[Start of section]

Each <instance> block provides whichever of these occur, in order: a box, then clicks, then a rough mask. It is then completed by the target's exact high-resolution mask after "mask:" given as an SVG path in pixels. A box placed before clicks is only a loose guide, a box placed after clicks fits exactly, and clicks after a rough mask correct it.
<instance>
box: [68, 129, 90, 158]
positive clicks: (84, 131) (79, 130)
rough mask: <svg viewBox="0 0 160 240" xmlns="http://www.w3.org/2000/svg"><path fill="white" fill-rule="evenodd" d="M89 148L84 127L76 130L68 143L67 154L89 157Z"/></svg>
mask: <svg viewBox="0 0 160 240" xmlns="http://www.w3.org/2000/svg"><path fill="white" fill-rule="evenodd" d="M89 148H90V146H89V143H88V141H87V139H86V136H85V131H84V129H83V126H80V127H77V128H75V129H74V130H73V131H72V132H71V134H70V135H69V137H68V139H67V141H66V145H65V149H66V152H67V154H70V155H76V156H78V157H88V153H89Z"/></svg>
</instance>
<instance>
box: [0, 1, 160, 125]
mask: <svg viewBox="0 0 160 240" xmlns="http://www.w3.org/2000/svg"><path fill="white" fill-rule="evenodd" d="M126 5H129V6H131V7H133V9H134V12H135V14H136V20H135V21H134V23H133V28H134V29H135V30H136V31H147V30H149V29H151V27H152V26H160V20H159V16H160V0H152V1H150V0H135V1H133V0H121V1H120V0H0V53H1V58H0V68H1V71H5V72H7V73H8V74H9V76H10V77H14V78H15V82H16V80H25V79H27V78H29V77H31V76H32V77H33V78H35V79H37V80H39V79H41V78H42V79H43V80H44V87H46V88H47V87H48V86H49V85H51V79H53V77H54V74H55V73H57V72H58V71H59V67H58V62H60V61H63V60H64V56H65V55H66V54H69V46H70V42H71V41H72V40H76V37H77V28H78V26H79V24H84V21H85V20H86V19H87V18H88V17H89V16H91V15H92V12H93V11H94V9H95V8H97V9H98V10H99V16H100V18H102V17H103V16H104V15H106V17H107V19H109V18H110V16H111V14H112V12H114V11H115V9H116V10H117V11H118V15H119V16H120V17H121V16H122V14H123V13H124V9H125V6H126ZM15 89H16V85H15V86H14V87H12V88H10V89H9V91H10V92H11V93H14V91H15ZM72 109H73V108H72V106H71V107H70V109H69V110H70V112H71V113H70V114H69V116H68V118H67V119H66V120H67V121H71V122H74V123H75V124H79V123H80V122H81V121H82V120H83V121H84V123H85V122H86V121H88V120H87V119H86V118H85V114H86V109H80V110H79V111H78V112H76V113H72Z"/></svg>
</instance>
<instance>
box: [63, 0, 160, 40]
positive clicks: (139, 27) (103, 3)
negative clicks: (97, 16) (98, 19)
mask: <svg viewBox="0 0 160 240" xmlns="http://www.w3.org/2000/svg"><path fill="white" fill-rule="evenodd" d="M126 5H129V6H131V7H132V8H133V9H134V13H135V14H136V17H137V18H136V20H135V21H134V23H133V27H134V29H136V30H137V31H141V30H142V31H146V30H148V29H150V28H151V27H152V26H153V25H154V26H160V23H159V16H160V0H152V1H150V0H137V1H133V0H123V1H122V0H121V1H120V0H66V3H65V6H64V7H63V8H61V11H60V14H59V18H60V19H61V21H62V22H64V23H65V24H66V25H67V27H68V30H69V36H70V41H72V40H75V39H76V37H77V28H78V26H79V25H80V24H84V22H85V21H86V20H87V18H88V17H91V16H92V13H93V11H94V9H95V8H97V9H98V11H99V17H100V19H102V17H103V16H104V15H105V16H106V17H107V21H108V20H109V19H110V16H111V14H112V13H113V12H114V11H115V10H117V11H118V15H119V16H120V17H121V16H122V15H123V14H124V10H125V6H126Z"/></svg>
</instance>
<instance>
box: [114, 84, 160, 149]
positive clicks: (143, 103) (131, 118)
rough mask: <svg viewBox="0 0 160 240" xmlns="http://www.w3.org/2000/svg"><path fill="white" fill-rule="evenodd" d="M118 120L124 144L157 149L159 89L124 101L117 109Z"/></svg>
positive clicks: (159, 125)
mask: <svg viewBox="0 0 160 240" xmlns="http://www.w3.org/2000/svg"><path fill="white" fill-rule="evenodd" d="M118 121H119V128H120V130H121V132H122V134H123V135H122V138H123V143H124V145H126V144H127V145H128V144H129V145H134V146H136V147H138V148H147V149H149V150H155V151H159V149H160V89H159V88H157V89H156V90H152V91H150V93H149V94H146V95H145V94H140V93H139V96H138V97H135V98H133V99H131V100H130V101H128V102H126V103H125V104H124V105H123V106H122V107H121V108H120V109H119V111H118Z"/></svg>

[End of section]

About this exercise — Copying word for word, give each line of the data above from the first one through the line containing "positive clicks: (139, 27) (103, 3)", and nothing else.

Solution —
Each <instance> block provides whichever of these occur, in order: a box, then clicks, then a rough mask. It is then completed by the target's exact high-resolution mask after "mask:" given as an SVG path in pixels. A box placed before clicks is only a loose guide, a box placed after clicks fits exactly, and clicks after a rough mask correct it.
<instance>
box: [68, 129, 90, 158]
positive clicks: (84, 131) (79, 130)
rough mask: <svg viewBox="0 0 160 240" xmlns="http://www.w3.org/2000/svg"><path fill="white" fill-rule="evenodd" d="M89 148L84 127L76 130L68 143L67 154L89 157Z"/></svg>
mask: <svg viewBox="0 0 160 240" xmlns="http://www.w3.org/2000/svg"><path fill="white" fill-rule="evenodd" d="M89 148H90V146H89V143H88V141H87V139H86V136H85V131H84V129H83V126H80V127H77V128H75V129H74V130H73V131H72V132H71V134H70V135H69V137H68V139H67V141H66V145H65V149H66V152H67V154H70V155H76V156H78V157H88V153H89Z"/></svg>
</instance>
<instance>
box: [0, 1, 160, 125]
mask: <svg viewBox="0 0 160 240" xmlns="http://www.w3.org/2000/svg"><path fill="white" fill-rule="evenodd" d="M126 5H129V6H131V7H133V9H134V12H135V14H136V20H135V21H134V23H133V28H134V29H135V30H136V31H147V30H149V29H151V27H152V26H160V20H159V16H160V0H152V1H150V0H135V1H133V0H121V1H120V0H0V53H1V58H0V68H1V71H5V72H7V73H8V74H9V76H10V77H14V78H15V82H16V80H25V79H27V78H29V77H31V76H32V77H33V78H35V79H37V80H39V79H41V78H42V79H43V80H44V87H46V88H47V87H48V86H49V85H51V79H53V77H54V74H55V73H57V72H58V71H59V67H58V62H60V61H63V60H64V56H65V55H66V54H69V46H70V42H71V41H72V40H76V37H77V28H78V26H79V24H84V21H85V20H86V19H87V18H88V17H89V16H91V15H92V12H93V11H94V9H95V8H97V9H98V10H99V16H100V18H102V17H103V16H104V15H106V17H107V19H109V18H110V16H111V14H112V12H114V11H115V9H116V10H117V11H118V15H119V16H120V17H121V16H122V14H123V13H124V9H125V6H126ZM15 89H16V85H15V86H14V87H12V88H10V89H9V91H10V92H11V93H14V91H15ZM72 109H73V108H72V106H71V107H70V109H69V110H70V112H71V113H70V114H69V116H68V118H67V119H66V120H67V121H71V122H74V123H75V124H79V123H80V122H81V121H82V120H83V121H84V123H85V122H86V121H88V120H87V119H86V118H85V114H86V109H80V110H79V111H78V112H76V113H72Z"/></svg>
</instance>
<instance>
box: [63, 0, 160, 40]
positive clicks: (139, 27) (103, 3)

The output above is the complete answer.